## What you need to do
Transcribe exactly the lines from the one containing "POST /point" through the end of the data, both included. Leave out pictures.

[start Supplied information]

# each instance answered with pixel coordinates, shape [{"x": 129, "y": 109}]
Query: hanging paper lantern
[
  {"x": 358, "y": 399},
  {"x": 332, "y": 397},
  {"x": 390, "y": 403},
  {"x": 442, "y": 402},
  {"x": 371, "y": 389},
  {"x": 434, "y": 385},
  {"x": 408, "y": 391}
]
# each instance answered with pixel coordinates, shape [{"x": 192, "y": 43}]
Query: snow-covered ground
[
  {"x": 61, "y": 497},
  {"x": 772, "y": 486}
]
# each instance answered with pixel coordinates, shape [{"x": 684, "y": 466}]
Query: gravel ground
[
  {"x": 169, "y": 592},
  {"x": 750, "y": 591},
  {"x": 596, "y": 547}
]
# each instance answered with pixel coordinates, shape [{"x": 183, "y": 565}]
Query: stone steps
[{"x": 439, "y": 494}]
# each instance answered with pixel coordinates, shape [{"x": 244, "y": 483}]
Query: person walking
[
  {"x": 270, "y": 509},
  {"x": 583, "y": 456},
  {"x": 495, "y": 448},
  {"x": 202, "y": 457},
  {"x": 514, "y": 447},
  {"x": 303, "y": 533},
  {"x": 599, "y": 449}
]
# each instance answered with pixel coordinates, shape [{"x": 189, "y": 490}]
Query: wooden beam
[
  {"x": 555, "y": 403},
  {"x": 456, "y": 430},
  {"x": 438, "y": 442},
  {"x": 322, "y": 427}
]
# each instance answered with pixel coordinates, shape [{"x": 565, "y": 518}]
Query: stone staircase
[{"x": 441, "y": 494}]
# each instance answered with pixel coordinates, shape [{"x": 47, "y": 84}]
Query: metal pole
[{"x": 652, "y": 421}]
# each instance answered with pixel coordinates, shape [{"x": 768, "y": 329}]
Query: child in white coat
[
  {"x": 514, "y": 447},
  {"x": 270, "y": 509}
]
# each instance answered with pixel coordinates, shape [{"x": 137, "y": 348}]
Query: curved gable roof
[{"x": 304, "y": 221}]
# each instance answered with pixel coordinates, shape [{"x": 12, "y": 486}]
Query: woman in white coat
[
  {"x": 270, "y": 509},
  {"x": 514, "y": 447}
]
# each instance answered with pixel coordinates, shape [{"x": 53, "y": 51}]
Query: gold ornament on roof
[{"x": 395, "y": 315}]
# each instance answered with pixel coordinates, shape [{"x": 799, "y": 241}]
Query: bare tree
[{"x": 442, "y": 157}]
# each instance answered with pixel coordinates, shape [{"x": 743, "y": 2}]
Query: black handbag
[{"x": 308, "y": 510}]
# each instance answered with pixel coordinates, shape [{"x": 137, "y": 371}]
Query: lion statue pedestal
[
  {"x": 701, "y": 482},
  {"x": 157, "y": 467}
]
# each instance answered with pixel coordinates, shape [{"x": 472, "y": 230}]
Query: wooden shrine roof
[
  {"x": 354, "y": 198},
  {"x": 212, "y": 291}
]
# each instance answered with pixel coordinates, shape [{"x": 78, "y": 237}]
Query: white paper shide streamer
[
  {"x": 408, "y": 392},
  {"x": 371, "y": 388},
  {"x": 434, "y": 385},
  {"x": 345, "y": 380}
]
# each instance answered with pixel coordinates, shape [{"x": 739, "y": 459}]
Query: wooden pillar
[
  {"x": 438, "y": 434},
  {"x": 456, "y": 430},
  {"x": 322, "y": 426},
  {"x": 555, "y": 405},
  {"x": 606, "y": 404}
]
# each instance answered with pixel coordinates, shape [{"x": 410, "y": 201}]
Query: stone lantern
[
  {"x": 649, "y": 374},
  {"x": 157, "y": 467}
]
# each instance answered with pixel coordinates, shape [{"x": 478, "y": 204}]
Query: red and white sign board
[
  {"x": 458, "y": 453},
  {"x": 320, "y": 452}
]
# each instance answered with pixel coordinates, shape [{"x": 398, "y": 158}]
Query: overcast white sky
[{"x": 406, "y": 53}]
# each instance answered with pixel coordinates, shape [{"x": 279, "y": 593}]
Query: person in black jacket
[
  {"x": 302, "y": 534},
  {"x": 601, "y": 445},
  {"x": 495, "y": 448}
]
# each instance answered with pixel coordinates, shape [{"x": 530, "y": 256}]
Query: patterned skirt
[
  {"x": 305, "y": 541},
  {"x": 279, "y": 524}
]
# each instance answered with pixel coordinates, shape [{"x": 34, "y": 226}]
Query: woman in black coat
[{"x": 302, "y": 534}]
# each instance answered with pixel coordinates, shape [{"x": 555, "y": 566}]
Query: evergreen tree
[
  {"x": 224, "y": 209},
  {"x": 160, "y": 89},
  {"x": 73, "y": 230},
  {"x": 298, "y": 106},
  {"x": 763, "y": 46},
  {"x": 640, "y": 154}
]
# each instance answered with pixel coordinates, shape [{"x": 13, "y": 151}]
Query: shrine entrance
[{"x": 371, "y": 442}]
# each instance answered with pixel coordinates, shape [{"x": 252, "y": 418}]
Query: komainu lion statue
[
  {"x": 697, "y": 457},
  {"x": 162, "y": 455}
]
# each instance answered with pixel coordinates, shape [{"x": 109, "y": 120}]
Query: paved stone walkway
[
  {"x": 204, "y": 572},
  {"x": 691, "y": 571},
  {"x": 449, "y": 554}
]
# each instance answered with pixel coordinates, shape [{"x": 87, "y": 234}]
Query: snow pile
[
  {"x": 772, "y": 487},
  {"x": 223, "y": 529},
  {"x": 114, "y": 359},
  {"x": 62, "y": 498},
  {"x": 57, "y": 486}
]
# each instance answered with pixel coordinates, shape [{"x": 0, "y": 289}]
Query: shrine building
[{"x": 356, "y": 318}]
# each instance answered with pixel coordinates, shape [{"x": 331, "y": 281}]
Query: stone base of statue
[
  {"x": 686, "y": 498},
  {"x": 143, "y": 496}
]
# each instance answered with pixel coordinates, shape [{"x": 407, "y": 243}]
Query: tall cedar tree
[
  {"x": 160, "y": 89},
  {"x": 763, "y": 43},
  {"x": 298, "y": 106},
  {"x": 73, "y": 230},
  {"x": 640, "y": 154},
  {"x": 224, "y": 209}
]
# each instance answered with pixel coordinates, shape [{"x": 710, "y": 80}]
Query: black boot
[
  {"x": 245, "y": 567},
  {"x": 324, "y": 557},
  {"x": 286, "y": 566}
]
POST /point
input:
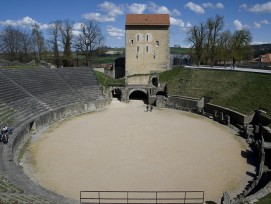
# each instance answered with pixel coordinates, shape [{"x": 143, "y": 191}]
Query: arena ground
[{"x": 127, "y": 148}]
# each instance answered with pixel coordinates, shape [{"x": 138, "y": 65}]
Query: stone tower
[{"x": 147, "y": 47}]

[end Supplied information]

## Exercise solution
POST /point
input:
# each instance answered with pixel coordinates, shape [{"x": 143, "y": 191}]
Query: arena ground
[{"x": 127, "y": 148}]
# each instance answered with pixel coordinates, shape [{"x": 138, "y": 65}]
Query: stone tower
[{"x": 147, "y": 47}]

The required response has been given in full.